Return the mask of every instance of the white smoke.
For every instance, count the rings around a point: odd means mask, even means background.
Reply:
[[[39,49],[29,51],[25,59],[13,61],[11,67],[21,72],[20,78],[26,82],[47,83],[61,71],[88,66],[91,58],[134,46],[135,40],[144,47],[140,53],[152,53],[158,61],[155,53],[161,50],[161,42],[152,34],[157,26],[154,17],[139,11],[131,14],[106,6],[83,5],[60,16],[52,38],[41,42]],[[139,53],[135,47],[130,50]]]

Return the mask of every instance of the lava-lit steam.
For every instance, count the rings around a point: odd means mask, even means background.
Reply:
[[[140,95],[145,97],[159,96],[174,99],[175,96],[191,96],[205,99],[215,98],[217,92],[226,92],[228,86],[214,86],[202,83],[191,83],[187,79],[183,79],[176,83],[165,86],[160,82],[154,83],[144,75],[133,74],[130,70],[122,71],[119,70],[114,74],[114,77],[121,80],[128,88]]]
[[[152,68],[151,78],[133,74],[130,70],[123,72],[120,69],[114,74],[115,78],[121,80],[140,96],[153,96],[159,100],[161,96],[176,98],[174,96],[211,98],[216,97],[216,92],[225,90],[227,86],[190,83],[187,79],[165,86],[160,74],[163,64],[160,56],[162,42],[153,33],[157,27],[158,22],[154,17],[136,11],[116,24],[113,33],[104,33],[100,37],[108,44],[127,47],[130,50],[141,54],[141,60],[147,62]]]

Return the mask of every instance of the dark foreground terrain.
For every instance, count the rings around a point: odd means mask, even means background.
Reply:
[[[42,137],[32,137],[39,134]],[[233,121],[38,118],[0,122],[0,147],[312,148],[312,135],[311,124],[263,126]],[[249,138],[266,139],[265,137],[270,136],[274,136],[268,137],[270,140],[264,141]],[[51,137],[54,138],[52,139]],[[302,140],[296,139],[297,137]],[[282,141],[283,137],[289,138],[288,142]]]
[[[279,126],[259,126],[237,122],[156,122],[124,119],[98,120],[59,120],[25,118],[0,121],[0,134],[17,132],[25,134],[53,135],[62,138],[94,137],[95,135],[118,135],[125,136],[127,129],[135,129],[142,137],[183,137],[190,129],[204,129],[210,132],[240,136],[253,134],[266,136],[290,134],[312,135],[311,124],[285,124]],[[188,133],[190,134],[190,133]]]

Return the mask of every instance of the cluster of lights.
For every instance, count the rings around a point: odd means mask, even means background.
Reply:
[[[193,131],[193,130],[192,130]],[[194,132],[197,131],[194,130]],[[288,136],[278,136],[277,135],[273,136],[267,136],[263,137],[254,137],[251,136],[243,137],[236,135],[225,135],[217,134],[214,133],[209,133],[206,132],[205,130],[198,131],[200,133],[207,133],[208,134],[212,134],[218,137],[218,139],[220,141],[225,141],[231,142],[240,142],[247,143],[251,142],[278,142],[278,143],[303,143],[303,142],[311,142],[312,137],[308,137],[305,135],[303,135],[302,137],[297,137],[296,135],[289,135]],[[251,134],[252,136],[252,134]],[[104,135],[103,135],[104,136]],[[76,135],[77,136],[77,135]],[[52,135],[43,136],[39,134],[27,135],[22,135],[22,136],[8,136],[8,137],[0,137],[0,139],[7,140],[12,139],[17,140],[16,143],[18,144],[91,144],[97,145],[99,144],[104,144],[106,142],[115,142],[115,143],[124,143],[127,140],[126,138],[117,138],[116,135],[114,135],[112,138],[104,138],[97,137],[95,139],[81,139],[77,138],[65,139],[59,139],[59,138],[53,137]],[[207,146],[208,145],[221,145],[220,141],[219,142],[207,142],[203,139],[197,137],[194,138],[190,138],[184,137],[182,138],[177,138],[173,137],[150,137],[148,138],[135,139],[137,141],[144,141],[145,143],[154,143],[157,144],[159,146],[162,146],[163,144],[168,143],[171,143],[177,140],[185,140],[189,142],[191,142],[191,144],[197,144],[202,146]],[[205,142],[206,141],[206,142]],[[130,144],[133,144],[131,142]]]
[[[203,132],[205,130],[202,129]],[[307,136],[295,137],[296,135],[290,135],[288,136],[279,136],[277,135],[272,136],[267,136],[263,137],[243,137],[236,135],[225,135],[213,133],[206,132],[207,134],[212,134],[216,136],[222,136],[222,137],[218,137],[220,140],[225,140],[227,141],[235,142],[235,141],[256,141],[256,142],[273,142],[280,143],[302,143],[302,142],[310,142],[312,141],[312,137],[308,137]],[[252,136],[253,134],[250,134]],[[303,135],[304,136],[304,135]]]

WHAT IS ASKED –
Return all of the lines above word for word, with nothing changed.

SOLUTION TO THIS TASK –
Return the mask of every instance of the white smoke.
For every instance, count the rings around a point: odd means mask, even means background.
Reply:
[[[39,49],[29,51],[25,59],[13,61],[11,67],[21,72],[20,78],[26,82],[47,83],[61,71],[88,66],[91,58],[134,46],[135,40],[144,47],[140,53],[152,53],[158,61],[155,53],[161,50],[161,42],[152,34],[157,26],[154,17],[139,11],[131,14],[106,6],[83,5],[60,16],[52,38],[41,42]],[[139,53],[135,47],[130,50]]]

Return the mask of every instance of the lava-lit steam.
For every instance, count the rings around a point: odd means mask, even means background.
Reply:
[[[140,95],[145,97],[159,96],[174,99],[175,96],[191,96],[205,99],[215,98],[217,92],[226,92],[228,86],[214,86],[202,83],[191,83],[187,79],[183,79],[176,83],[165,86],[160,82],[154,83],[144,75],[133,74],[130,70],[122,71],[119,70],[114,74],[114,77],[121,80],[128,88]]]
[[[152,68],[151,78],[133,74],[130,70],[123,72],[120,69],[114,74],[115,78],[121,80],[140,96],[153,96],[159,100],[161,96],[176,98],[174,96],[211,98],[216,97],[216,92],[225,90],[227,86],[190,83],[187,79],[165,86],[160,74],[163,64],[160,56],[162,42],[153,33],[157,27],[158,22],[154,17],[136,11],[116,24],[113,33],[104,33],[100,37],[108,44],[127,47],[130,50],[141,54],[141,60],[147,62]]]

Return the mask of every instance of the dark foreground terrain.
For every instance, count the rings around a point: odd means mask, even means background.
Reply:
[[[42,137],[32,137],[39,134]],[[233,121],[38,118],[0,122],[0,147],[312,148],[312,135],[311,124],[263,126]],[[249,138],[266,139],[265,137],[270,136],[274,136],[268,137],[270,140],[264,141]],[[51,137],[54,138],[52,139]],[[302,140],[296,139],[297,137]],[[282,141],[283,137],[289,138],[288,142]]]
[[[279,126],[259,126],[237,122],[156,122],[124,119],[98,120],[59,120],[25,118],[0,121],[0,134],[17,132],[25,134],[53,135],[62,138],[94,137],[95,135],[118,135],[125,136],[127,129],[135,129],[142,137],[183,137],[190,129],[204,129],[210,132],[240,136],[253,134],[266,136],[290,134],[312,135],[311,124],[285,124]],[[188,133],[190,134],[190,133]]]

Return the mask of every instance of the cluster of lights.
For every instance, count the rings around a point: odd means mask, even means background.
Reply:
[[[193,131],[193,130],[192,130]],[[194,132],[197,131],[194,130]],[[288,136],[278,136],[277,135],[273,136],[267,136],[263,137],[254,137],[251,136],[243,137],[236,135],[225,135],[217,134],[214,133],[209,133],[206,132],[205,130],[198,131],[200,133],[207,133],[208,134],[212,134],[218,137],[218,139],[220,141],[225,141],[231,142],[240,142],[247,143],[251,142],[278,142],[278,143],[303,143],[303,142],[311,142],[312,137],[308,137],[305,135],[303,135],[302,137],[297,137],[296,135],[289,135]],[[251,134],[252,136],[252,134]],[[104,135],[103,135],[104,136]],[[76,135],[77,136],[77,135]],[[52,135],[43,136],[39,134],[27,135],[22,135],[22,136],[8,136],[8,137],[0,137],[0,139],[7,140],[12,139],[17,140],[16,143],[18,144],[91,144],[97,145],[99,144],[104,144],[106,142],[115,142],[115,143],[124,143],[127,140],[126,138],[117,138],[116,135],[114,135],[112,138],[104,138],[97,137],[95,139],[81,139],[77,138],[65,139],[59,139],[59,138],[53,137]],[[207,146],[208,145],[221,145],[220,141],[219,142],[207,142],[203,139],[197,137],[194,138],[190,138],[184,137],[182,138],[177,138],[173,137],[150,137],[148,138],[135,139],[137,141],[144,141],[145,143],[154,143],[157,144],[159,146],[162,146],[163,144],[168,143],[171,143],[177,140],[185,140],[189,142],[191,142],[191,144],[197,144],[202,146]],[[205,142],[206,141],[206,142]],[[130,144],[133,144],[131,142]]]
[[[203,132],[205,130],[202,129]],[[307,136],[295,137],[296,135],[290,135],[288,136],[279,136],[277,135],[272,136],[267,136],[263,137],[243,137],[236,135],[225,135],[213,133],[206,132],[207,134],[212,134],[216,136],[222,136],[222,137],[218,137],[220,140],[225,140],[227,141],[235,142],[235,141],[256,141],[256,142],[273,142],[280,143],[302,143],[302,142],[310,142],[312,141],[312,137],[308,137]],[[252,136],[253,134],[250,134]],[[303,135],[304,136],[304,135]]]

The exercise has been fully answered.